EXTRACT PROVIDED:
---------------
These photographs were taken in Riga, capital of Baltic country Latvia.

River Vitebsk

Riga has a population of around 800,000. The tourist area, The Old Town, lies to the east of the River Vitebsk and is approached by the large bridge pictured here.

Bridge over river. Riga

 

Museum of the Occupation of Latvia 1940-41

 

Immediately over the bridge one is confronted by the Museum of the Occupation of Latvia 1940-1991. An ugly building housing an ugly subject but it is a must for any student of history and humanity. Entrance is free but they welcome donations.

The Museum of Occupation Latvia 1940-1991

 

Latvia, a small independent country, was invaded by its huge neighbour, Soviet Russia in June 1940 while WW2 raged in the West.

Stalin

At this time Soviet Russia was ruled by Stalin and his Communists. When they arrived they killed the Latvian intelligentsia. The Cheka, the name for the Russian secret police, visited every home. If they found any books it meant the inhabitants could read and write and therefore were a danger to the state, so they killed every man,woman, and child they found. Because you are able to read this it would have included you.
---------------
OBJECTIVE 1: In the Riga passage, why did the Cheka kill the people in homes where they found books?
---------------
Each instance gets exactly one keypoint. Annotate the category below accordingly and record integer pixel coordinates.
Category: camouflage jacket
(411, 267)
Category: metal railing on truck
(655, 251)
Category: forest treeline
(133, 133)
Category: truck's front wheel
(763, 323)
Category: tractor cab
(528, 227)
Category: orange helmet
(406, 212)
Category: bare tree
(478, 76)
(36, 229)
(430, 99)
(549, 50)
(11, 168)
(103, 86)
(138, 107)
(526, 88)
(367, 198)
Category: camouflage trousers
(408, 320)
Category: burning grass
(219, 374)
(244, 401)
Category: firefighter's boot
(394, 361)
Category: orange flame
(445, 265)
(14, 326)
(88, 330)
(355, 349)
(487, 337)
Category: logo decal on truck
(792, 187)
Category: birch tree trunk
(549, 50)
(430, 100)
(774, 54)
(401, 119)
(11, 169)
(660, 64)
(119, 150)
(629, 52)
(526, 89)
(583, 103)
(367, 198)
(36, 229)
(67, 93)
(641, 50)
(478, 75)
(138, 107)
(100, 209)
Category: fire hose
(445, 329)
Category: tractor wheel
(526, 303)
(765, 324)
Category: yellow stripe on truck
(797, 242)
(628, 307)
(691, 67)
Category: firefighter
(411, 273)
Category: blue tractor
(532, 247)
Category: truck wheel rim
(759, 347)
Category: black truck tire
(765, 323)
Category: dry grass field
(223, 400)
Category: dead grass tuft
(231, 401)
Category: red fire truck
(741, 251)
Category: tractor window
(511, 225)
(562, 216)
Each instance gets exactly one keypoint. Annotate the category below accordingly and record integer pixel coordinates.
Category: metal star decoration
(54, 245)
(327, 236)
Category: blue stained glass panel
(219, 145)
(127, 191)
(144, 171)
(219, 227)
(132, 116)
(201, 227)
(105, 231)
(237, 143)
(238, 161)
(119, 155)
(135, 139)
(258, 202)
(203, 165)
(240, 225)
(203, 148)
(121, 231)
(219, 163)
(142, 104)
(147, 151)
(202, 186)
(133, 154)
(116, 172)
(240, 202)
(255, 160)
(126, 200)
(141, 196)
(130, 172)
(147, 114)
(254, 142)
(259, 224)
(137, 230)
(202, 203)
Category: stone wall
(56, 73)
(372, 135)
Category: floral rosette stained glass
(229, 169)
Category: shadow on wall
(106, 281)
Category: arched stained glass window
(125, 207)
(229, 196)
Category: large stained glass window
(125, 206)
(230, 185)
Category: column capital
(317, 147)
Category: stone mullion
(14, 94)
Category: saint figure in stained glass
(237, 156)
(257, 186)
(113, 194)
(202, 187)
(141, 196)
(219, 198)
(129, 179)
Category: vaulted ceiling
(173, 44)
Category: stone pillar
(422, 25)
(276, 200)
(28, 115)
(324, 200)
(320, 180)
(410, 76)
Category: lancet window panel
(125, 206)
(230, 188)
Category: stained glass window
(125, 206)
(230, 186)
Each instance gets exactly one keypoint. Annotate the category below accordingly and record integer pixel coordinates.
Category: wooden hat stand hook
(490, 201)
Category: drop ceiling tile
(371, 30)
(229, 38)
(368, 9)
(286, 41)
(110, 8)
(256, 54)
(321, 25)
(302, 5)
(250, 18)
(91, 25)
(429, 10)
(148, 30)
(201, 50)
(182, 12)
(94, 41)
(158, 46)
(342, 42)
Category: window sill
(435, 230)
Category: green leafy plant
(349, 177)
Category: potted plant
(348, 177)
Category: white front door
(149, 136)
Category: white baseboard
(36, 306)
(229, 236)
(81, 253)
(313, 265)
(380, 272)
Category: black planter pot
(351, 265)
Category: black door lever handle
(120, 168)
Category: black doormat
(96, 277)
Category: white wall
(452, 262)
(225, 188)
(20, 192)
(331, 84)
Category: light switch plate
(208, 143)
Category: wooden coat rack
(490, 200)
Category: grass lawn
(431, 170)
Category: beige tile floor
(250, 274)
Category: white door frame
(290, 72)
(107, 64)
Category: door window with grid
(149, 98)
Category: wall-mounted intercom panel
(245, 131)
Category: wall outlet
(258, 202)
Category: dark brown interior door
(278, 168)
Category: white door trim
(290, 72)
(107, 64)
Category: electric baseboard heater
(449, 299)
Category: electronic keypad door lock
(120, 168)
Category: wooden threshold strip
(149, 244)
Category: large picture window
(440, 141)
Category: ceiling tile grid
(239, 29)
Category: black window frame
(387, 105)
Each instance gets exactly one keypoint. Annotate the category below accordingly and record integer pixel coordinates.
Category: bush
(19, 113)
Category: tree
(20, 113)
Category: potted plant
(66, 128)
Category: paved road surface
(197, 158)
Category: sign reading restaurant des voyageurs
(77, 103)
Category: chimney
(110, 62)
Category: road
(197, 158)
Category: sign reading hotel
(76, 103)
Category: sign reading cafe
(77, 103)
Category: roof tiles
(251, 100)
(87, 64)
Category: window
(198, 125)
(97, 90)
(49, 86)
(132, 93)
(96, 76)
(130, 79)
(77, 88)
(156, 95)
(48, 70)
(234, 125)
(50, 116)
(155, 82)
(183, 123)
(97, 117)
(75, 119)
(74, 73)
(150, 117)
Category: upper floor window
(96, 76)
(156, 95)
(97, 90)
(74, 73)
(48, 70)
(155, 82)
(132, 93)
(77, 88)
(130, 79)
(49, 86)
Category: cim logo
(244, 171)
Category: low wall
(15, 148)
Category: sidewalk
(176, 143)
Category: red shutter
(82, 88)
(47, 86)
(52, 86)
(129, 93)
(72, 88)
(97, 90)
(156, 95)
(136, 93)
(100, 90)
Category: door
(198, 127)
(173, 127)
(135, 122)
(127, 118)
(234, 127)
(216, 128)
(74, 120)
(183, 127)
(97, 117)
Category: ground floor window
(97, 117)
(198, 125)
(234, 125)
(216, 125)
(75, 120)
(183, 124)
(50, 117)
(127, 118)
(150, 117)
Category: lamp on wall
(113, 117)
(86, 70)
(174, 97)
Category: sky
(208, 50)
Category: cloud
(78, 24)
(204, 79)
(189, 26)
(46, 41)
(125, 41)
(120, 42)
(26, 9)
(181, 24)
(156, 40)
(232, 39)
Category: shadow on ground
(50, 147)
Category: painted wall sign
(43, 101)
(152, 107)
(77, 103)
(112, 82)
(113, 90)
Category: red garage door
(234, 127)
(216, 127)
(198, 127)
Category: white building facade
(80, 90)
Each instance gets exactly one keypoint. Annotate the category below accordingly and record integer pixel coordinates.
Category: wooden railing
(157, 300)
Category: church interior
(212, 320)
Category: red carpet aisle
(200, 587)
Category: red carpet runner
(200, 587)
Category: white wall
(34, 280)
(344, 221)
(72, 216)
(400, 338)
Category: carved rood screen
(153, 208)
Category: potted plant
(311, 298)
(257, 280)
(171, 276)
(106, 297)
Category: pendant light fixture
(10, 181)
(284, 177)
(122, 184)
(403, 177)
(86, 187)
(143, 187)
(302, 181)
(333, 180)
---------------
OBJECTIVE 2: Copy out the lines of the records from the line containing "Category: chimney" through the end of the records, inclusive.

RESPONSE 1: Books showed that the people living there could read and write. That made them a danger to the state, so the Cheka killed every man, woman, and child it found in those homes.

RESPONSE 2:
Category: chimney
(110, 62)
Category: road
(197, 158)
Category: sign reading hotel
(76, 103)
Category: sign reading cafe
(77, 103)
Category: roof tiles
(251, 100)
(87, 64)
Category: window
(198, 125)
(97, 90)
(49, 86)
(132, 93)
(96, 76)
(130, 79)
(77, 88)
(156, 95)
(48, 70)
(234, 125)
(50, 116)
(155, 82)
(183, 123)
(97, 117)
(75, 119)
(74, 73)
(150, 117)
Category: upper floor window
(96, 76)
(156, 95)
(97, 90)
(74, 73)
(48, 70)
(155, 82)
(132, 93)
(77, 88)
(130, 79)
(49, 86)
Category: cim logo
(244, 171)
Category: low wall
(15, 148)
Category: sidewalk
(176, 143)
Category: red shutter
(82, 88)
(47, 86)
(52, 86)
(129, 93)
(72, 88)
(97, 90)
(156, 95)
(136, 93)
(100, 90)
Category: door
(198, 127)
(173, 127)
(135, 122)
(127, 118)
(234, 127)
(216, 128)
(74, 120)
(183, 127)
(97, 117)
Category: ground floor window
(97, 117)
(198, 125)
(234, 125)
(216, 125)
(75, 120)
(183, 124)
(50, 117)
(127, 118)
(150, 117)
Category: lamp on wall
(113, 117)
(86, 70)
(174, 97)
Category: sky
(208, 50)
Category: cloud
(78, 24)
(204, 79)
(189, 26)
(46, 41)
(125, 41)
(120, 42)
(26, 9)
(181, 24)
(156, 40)
(232, 39)
Category: shadow on ground
(50, 147)
Category: painted wall sign
(43, 101)
(152, 107)
(77, 103)
(112, 82)
(113, 90)
Category: red garage door
(234, 127)
(216, 127)
(198, 127)
Category: white building facade
(80, 90)
Each instance gets exactly one keypoint. Annotate the category below accordingly and record integer pixel coordinates.
Category: wooden railing
(157, 300)
Category: church interior
(212, 320)
Category: red carpet aisle
(200, 587)
Category: red carpet runner
(200, 587)
Category: white wall
(34, 280)
(344, 221)
(72, 216)
(400, 338)
Category: carved rood screen
(153, 208)
Category: potted plant
(311, 298)
(257, 280)
(171, 276)
(106, 297)
Category: pendant light fixture
(10, 181)
(284, 177)
(122, 184)
(403, 177)
(86, 187)
(143, 187)
(302, 181)
(333, 180)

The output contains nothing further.